## Work to complete
Each line of the records that holds the word "sheet" should be copied out.

## Records for the task
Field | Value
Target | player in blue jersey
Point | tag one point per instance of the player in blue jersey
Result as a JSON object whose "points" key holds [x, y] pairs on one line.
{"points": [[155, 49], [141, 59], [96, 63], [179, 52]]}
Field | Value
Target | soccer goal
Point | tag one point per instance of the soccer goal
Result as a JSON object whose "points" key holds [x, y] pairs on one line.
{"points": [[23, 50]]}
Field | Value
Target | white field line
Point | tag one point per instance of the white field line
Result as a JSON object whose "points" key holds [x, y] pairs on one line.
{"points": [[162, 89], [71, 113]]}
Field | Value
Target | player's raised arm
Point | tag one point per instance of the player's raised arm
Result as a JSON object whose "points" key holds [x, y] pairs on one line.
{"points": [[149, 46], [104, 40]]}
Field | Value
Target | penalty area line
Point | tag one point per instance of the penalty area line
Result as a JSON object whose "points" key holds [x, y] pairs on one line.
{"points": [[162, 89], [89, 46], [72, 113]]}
---
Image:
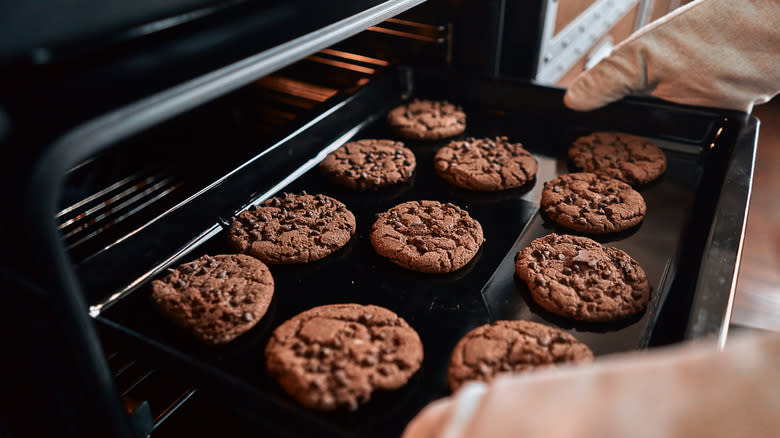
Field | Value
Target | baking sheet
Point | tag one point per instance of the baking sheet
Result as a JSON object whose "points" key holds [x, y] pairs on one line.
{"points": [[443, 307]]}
==
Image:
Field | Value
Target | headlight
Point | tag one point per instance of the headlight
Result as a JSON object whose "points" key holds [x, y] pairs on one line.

## Response to this task
Target | baking sheet
Point | tag one point per instance of the baking sheet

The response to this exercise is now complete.